Supplied material ▸

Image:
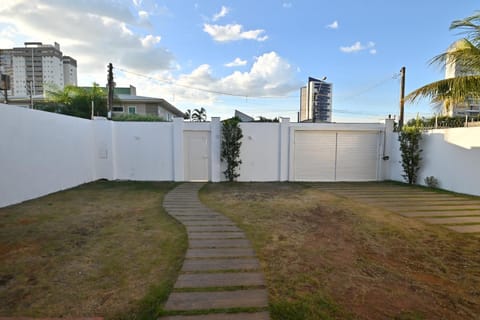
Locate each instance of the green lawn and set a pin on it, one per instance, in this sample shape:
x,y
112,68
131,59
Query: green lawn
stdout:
x,y
102,249
328,257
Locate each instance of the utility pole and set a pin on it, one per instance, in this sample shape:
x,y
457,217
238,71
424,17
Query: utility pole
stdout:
x,y
110,87
402,97
5,81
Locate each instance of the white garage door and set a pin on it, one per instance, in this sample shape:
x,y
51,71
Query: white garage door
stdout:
x,y
357,156
196,152
335,156
315,155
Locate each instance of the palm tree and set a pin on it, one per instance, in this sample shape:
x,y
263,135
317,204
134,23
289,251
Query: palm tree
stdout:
x,y
465,54
188,115
199,115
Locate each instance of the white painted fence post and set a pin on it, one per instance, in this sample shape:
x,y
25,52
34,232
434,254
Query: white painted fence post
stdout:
x,y
387,152
215,145
104,152
283,154
177,150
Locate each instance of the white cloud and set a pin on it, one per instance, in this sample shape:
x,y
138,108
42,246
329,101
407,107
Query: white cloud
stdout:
x,y
233,32
358,46
270,75
236,63
95,32
223,12
333,25
150,41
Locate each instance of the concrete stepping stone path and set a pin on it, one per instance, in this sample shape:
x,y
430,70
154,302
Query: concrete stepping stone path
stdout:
x,y
221,272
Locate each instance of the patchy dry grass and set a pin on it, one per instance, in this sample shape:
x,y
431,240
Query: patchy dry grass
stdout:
x,y
102,249
326,257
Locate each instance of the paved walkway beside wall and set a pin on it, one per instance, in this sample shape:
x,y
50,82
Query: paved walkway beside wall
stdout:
x,y
221,276
453,211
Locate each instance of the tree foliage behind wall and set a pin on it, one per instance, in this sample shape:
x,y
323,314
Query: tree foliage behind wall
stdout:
x,y
409,139
77,101
231,136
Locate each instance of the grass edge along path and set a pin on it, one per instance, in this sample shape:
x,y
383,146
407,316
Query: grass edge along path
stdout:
x,y
330,257
216,294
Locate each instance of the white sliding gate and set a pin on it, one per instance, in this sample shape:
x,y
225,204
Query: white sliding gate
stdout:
x,y
336,155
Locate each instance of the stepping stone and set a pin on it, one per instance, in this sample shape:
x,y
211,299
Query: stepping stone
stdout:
x,y
427,204
185,301
206,280
465,229
219,243
455,220
220,264
216,235
441,213
213,229
439,208
223,316
200,218
220,253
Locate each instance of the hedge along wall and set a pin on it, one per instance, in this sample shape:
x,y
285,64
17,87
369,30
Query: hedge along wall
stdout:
x,y
450,155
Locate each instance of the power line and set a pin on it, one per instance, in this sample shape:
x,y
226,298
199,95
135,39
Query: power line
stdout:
x,y
223,93
376,85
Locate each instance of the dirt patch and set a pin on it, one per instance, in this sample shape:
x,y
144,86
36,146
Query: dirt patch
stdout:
x,y
361,262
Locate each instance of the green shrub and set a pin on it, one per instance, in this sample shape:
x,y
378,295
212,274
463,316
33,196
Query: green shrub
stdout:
x,y
409,139
431,182
231,136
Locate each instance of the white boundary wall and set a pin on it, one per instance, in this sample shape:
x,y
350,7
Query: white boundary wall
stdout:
x,y
450,155
43,152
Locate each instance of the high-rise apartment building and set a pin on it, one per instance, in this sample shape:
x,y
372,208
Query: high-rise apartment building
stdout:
x,y
35,66
316,101
470,107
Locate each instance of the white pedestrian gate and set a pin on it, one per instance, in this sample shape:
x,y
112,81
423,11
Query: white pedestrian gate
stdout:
x,y
196,155
336,155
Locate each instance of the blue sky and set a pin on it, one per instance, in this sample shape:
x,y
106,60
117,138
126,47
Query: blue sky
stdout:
x,y
248,55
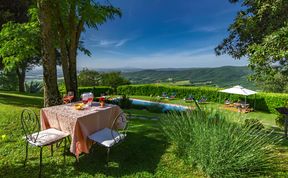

Work to be completed ▸ Report the count of lines in the entries that contain the string "palm", and nothing besides it.

Task output ▸ 2